* **Task description**
Starting with the line that contains "Provide the mask of every instance of the hazy" and going on through the line that contains "232 26 L 320", reproduce those entries with "hazy sky" switched to "overcast sky" and everything else left unchanged.

* **Dataset excerpts**
▼

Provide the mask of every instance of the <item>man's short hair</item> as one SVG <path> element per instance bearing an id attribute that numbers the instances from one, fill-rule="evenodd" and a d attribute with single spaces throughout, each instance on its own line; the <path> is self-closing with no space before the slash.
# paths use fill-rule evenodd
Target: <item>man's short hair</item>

▲
▼

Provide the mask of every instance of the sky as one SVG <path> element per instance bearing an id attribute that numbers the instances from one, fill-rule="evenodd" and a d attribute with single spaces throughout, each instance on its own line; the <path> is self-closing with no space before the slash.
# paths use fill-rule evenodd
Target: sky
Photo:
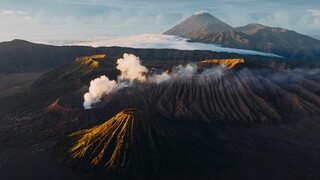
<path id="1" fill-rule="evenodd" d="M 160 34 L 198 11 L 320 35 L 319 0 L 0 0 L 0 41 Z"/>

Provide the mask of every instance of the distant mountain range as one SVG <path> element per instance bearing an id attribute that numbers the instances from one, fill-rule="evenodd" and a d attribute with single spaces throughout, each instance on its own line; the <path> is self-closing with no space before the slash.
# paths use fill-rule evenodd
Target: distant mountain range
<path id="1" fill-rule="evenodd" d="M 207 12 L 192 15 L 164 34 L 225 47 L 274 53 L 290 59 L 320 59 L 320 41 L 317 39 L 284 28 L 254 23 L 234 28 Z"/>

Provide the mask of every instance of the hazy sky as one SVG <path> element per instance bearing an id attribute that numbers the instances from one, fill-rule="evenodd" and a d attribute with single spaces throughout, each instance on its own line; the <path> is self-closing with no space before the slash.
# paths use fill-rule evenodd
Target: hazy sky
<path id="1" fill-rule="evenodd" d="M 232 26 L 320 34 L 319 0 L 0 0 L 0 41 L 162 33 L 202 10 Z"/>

▲
▼

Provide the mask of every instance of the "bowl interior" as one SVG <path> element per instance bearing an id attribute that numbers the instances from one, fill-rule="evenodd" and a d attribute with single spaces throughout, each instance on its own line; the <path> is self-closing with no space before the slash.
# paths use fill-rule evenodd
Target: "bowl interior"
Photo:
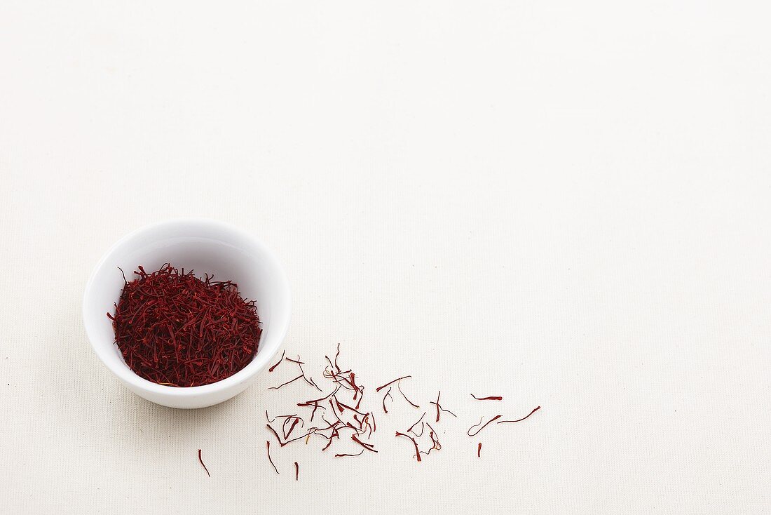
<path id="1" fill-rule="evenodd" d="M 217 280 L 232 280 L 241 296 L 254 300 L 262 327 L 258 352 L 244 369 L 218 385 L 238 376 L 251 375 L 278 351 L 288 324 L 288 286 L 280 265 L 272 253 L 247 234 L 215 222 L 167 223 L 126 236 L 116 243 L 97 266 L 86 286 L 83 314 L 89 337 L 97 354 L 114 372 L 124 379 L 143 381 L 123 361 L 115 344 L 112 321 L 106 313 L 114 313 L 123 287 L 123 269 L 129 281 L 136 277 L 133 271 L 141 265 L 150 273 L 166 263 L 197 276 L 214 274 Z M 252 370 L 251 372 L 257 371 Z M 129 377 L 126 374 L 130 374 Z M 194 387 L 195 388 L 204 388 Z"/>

▲

* **Expected answer**
Provide the mask of every instance of the overcast sky as one SVG <path> element per instance bearing an id attribute that numbers the instances from one, fill-rule="evenodd" and a d attribute with single spaces throughout, each instance on its own line; the <path> is self-closing with no space before the slash.
# paths use fill-rule evenodd
Target: overcast sky
<path id="1" fill-rule="evenodd" d="M 232 26 L 320 34 L 319 0 L 0 0 L 0 41 L 162 33 L 202 10 Z"/>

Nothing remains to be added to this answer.